TASK DETAILS - Transcribe all the data, leaving each word as it is.

---

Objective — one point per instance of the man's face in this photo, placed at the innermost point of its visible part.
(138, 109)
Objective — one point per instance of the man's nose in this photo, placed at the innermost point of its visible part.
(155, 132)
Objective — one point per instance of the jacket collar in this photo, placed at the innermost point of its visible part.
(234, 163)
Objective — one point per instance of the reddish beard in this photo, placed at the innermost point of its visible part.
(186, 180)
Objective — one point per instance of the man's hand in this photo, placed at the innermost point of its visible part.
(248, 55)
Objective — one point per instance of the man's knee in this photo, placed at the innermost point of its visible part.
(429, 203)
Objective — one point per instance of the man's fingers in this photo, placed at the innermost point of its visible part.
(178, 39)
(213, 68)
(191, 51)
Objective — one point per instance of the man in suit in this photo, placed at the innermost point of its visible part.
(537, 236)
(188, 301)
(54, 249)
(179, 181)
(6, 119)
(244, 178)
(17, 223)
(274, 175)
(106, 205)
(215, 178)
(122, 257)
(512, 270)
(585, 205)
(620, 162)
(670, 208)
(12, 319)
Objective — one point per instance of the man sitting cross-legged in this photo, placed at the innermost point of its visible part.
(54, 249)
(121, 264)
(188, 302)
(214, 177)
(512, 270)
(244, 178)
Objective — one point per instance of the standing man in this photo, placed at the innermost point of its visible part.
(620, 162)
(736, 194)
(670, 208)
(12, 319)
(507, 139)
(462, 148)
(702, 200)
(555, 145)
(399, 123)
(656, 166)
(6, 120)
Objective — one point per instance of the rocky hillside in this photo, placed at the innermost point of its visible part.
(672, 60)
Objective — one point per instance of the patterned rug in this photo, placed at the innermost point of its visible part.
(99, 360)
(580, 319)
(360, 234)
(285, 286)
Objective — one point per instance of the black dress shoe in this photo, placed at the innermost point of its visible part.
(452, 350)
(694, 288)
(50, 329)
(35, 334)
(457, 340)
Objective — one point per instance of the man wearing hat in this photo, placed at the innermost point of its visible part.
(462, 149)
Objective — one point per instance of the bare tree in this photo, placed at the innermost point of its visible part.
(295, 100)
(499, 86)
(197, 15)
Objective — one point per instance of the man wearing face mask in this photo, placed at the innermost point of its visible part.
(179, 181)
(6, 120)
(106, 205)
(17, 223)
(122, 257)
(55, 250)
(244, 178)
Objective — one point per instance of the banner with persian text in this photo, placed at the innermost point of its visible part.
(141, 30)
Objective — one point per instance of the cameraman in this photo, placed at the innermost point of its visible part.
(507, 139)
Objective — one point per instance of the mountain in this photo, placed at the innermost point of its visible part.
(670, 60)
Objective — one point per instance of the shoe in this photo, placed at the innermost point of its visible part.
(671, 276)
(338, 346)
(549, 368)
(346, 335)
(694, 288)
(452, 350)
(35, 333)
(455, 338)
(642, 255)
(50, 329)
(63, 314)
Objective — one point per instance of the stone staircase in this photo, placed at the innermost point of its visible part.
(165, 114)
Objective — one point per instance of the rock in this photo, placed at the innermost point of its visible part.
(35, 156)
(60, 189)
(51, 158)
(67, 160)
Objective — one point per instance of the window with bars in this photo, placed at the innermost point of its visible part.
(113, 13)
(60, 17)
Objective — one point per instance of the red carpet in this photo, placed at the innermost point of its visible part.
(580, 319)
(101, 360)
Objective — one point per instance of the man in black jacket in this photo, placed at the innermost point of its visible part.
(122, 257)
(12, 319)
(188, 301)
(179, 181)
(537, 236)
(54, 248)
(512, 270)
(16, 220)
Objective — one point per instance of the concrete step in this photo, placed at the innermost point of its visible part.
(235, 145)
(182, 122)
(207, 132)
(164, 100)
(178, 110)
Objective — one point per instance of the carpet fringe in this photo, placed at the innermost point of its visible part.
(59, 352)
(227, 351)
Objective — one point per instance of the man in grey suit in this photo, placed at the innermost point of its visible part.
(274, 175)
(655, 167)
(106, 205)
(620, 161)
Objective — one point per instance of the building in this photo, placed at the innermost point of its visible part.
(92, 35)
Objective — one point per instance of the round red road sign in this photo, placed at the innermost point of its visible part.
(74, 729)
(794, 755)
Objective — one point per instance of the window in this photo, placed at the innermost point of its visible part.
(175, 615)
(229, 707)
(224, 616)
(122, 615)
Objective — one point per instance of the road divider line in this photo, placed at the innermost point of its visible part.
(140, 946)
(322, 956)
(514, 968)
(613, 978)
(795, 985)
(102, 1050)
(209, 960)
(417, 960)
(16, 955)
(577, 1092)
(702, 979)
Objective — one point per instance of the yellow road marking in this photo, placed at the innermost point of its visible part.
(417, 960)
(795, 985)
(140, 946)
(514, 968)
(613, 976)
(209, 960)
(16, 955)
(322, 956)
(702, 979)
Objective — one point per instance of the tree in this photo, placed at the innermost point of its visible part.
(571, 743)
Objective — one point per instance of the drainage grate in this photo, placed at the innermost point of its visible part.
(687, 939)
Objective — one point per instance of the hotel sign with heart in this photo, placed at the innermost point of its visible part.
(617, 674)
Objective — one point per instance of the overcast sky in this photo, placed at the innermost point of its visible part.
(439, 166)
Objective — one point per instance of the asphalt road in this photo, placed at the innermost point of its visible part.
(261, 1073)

---

SOLVED PROBLEM -
Objective — one point per instance of the man's face in this photo, placed at the innermost point of its visible part.
(138, 109)
Objective — one point per instance of the man's nose in this photo, placed at the innermost point of its visible part.
(155, 132)
Objective — one point per instance of the jacket collar in this photo, placed at the innermost point of its visible part.
(234, 163)
Objective — one point per instance of the reddish beard in this photo, placed at the innermost point of its visible part.
(186, 180)
Objective — one point per instance of the man's hand in this photo, placed at the innermost point of its visible part.
(248, 55)
Objective — one point per instance of the man's knee in this photo, placed at the innermost point of its visible part.
(429, 203)
Objective — one point per instance of the man's fingers in this photo, placed at the innermost point of its visible part.
(178, 39)
(213, 68)
(191, 51)
Objective — one point per instance of the man in suit in this photo, placed at the innermost point of its visible part.
(537, 236)
(188, 301)
(54, 249)
(179, 181)
(6, 119)
(244, 178)
(17, 223)
(274, 175)
(106, 205)
(215, 178)
(122, 257)
(512, 270)
(585, 205)
(620, 162)
(670, 208)
(12, 319)
Objective — one point per instance of the man sitting cross-legged in this photo, placed at the innermost point of its visible part.
(54, 249)
(121, 264)
(188, 302)
(214, 177)
(512, 270)
(244, 178)
Objective — one point per instance of the standing man in this photo, placed at the innermost point of its visible part.
(620, 162)
(736, 194)
(670, 208)
(12, 319)
(507, 139)
(462, 148)
(702, 200)
(555, 145)
(399, 123)
(656, 166)
(6, 120)
Objective — one point per instance of the rocky hillside in this photo, placed at the innermost point of its visible part.
(672, 60)
Objective — one point per instance of the patterned rug in this photo, placed at the innermost point of its visible part.
(99, 360)
(580, 319)
(360, 234)
(285, 286)
Objective — one point per instance of the black dress shoe in this photo, placed at the innermost point of its visible part.
(452, 350)
(694, 288)
(50, 329)
(35, 334)
(457, 340)
Objective — one point per instance of the man wearing hat in this photo, placed at the innermost point of its visible part.
(462, 149)
Objective — one point per instance of the bare tree in this photo, placed at the innermost point of its visible part.
(295, 100)
(499, 86)
(197, 15)
Objective — one point per instance of the man wearing face mask in this photo, placed at the innermost point of its visible part.
(179, 181)
(6, 120)
(106, 205)
(17, 223)
(122, 257)
(55, 250)
(244, 178)
Objective — one point per instance of the banner with persian text in this photo, placed at the innermost point of its visible part.
(141, 30)
Objective — one point per instance of the cameraman in this photo, placed at the innermost point of its visible part.
(507, 139)
Objective — one point per instance of the mountain in this photo, placed at the innermost point of its visible part.
(670, 60)
Objective — one point per instance of the shoe in this photo, placed at the innermost point of its visible part.
(671, 276)
(338, 346)
(549, 368)
(346, 335)
(694, 288)
(452, 350)
(35, 333)
(455, 338)
(642, 255)
(50, 329)
(63, 314)
Objective — one point per instance of the stone staircase in this photo, placed at the innermost point of its visible part.
(165, 114)
Objective — one point per instance of the rock in this photo, placed at the innermost point of its visible part.
(35, 156)
(60, 189)
(51, 158)
(67, 160)
Objective — one point per instance of the window with bars in this photo, placed at the innermost point of its visible part.
(113, 13)
(60, 17)
Objective — one point per instance of the red carpet in this photo, placed at the innermost point of its visible part.
(580, 319)
(101, 360)
Objective — one point per instance of the man in black jacket in this photo, placed at the innermost point of its visible part.
(122, 257)
(12, 319)
(188, 301)
(179, 181)
(537, 236)
(54, 248)
(512, 270)
(16, 220)
Objective — one point per instance of the concrete step in this photo, placed at the innermost point of its visible part.
(235, 145)
(182, 122)
(207, 132)
(164, 100)
(178, 110)
Objective — one point per instance of the carpet fringe in this photo, placed at the innermost point of its visible part.
(59, 352)
(227, 351)
Objective — one point per instance of the man in grey suit in this photo, placed at the innermost point of its visible part.
(274, 175)
(655, 167)
(106, 205)
(620, 161)
Objective — one point per instance of the building in this photo, placed at the innermost point of its visible part.
(92, 35)
Objective — one point per instance of the round red road sign in this photo, placed at the innermost point of its visible part.
(74, 729)
(794, 755)
Objective — one point per instance of the window in this photo, placed at the innermost point of its visible part.
(175, 615)
(229, 707)
(224, 616)
(122, 615)
Objective — one point per instance of the road divider line in this photo, placed at the innermost point of its visible part.
(140, 946)
(322, 956)
(514, 968)
(613, 978)
(795, 985)
(102, 1050)
(209, 960)
(417, 960)
(16, 955)
(577, 1092)
(702, 979)
Objective — one point per instance of the yellow road marking in this photo, placed at the innermost point of its visible part.
(417, 960)
(795, 985)
(140, 946)
(514, 968)
(613, 976)
(209, 960)
(16, 955)
(322, 956)
(702, 979)
Objective — one point per instance of the tree in this photo, placed at the innermost point of its visible part.
(571, 743)
Objective — one point per instance of the drainage grate in this photo, placed at the innermost point of its visible part.
(687, 939)
Objective — one point per instance of the hotel sign with heart in this photo, placed at the innermost point of its visible part.
(617, 674)
Objective — one point per instance of the overcast sky in this photo, placed at the innermost point of its visible part.
(439, 166)
Objective — one point per instance of the asphalt road in this photo, placed at the innermost point of its visible part.
(261, 1073)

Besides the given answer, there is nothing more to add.